---- EXERCISE TEXT

Japan agreed Monday to ease its ban on imports of U.S. and Canadian beef, resolving a bitter trans-Pacific trade dispute two years after the first case of mad cow disease was discovered in the U.S. The easing of the ban allows meat from North American cows under 21 months back into Japan's market, which before the prohibition had been the biggest overseas market for American beef, totaling US$1.4 billion in 2003.
It was not immediately clear when U.S. meat would reappear in Japanese supermarkets and restaurants, but U.S. Agriculture Secretary Mike Johanns said it could arrive within the next 10 days. "It is great news for American producers," Johanns said. "It is an important step in terms of normalizing beef trade." While resuming beef trade could be a boon to U.S. producers, there still are lingering worries on both sides of the Pacific.
Surveys show Japanese are as leery as ever of U.S. beef, while American ranchers say the new safety requirements imposed by Tokyo could keep many producers from tapping the reopened market. In addition to requiring U.S. producers to certify the cow's age, because no cases of mad cow disease have been found in cows younger than 21 months, the rules also demand that U.S. inspectors follow strict guidelines, such as ensuring that the cows' brains and spinal cords, where the disease is thought to be concentrated, have been removed.

--------
---- RECORD EXTRACTS

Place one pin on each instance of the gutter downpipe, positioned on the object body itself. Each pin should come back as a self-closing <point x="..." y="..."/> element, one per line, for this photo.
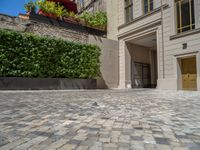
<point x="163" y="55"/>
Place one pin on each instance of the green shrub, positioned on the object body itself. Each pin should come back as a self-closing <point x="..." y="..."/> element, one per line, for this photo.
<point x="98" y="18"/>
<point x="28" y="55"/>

--------
---- RECORD EXTRACTS

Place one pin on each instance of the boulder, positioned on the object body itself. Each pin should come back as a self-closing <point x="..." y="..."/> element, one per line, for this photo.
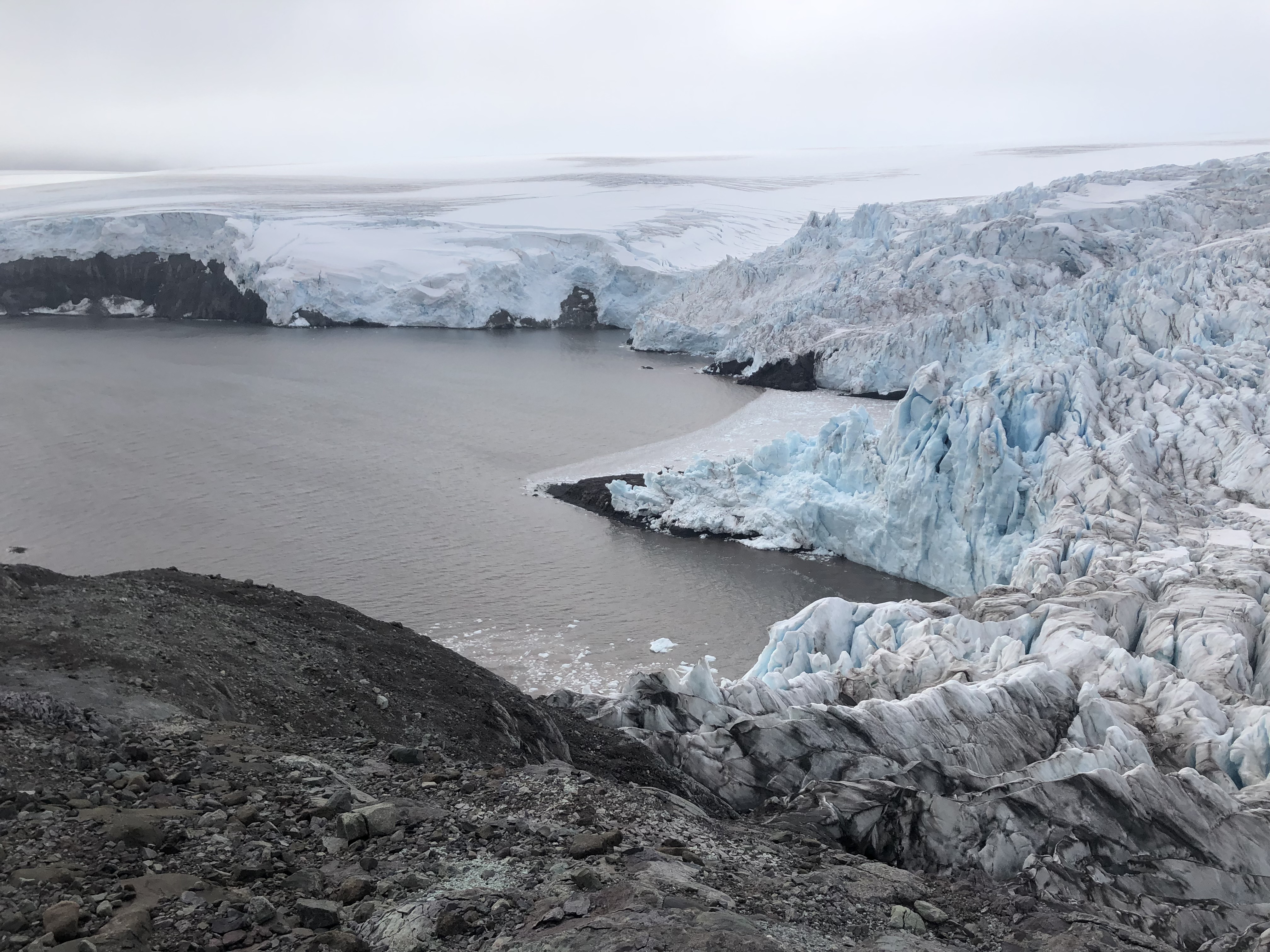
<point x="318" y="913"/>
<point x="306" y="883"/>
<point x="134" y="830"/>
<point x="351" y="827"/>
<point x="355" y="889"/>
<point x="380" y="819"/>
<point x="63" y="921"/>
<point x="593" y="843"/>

--------

WORK INSTRUCTIONS.
1) Retype the beef trade article from "It was not immediately" to "of the Pacific.".
2) Pick up the article on Japan's beef import ban where it stops and keep writing.

RESPONSES BY ITEM NUMBER.
1)
It was not immediately clear when U.S. meat would reappear in Japanese supermarkets and restaurants, but U.S. Agriculture Secretary Mike Johanns said it could arrive within the next 10 days. "It is great news for American producers," Johanns said. "It is an important step in terms of normalizing beef trade." While resuming beef trade could be a boon to U.S. producers, there still are lingering worries on both sides of the Pacific.

2)
"The issue of food safety is a fundamental part of everyday life, and we will do our best to ensure it," Vice Agriculture Minister Mitsuhiro Miyakoshi said, adding that Japan will halt imports from individual producers found violating the rules.
Japan will dispatch inspection teams to review North American exporting facilities starting Tuesday, the Heath Ministry said. Johanns said the U.S. would announce later Monday whether it will lift its own ban on Japanese beef. The Agriculture Department has been working since August on a rule that would lift the ban, which the U.S. imposes on countries with cases of mad cow disease. The U.S. lifted a ban on Canadian beef earlier this year.
While the United States has had two cases of mad cow disease, Japan has reported 21 since 2001. But a survey last week by Kyodo News agency showed some 75 percent of Japanese are unwilling to eat U.S. beef because of mad cow fears, compared to 21.2 percent who said they would consume it. Most worry about the reliability of U.S. inspection measures.
Eating beef from cattle infected with mad cow disease can cause the fatal brain disorder Creutzfeldt-Jakob disease in humans. "We still don't know for sure whether U.S. beef is safe or not," office worker Nagasawa Haruo, 37, said after lunching on pork and rice in downtown Tokyo. "My wife says she will not buy beef at grocery stores."
While there have been no human cases traced to beef from U.S. animals, Japan has reported one death. The Health Ministry, however, believes that the man, who died in December 2004, contracted the disease during a one-month stay in Britain in 1989.
Some American ranchers are daunted by the extra expense of breaking back into Japan's market.
Jim Magagna, executive vice president of the Wyoming Stock Growers' Association, said the move was welcomed, but that ranchers would have preferred trade without age restrictions. "We're very pleased to have this first step taken. But we see it as just that, a first step," he said.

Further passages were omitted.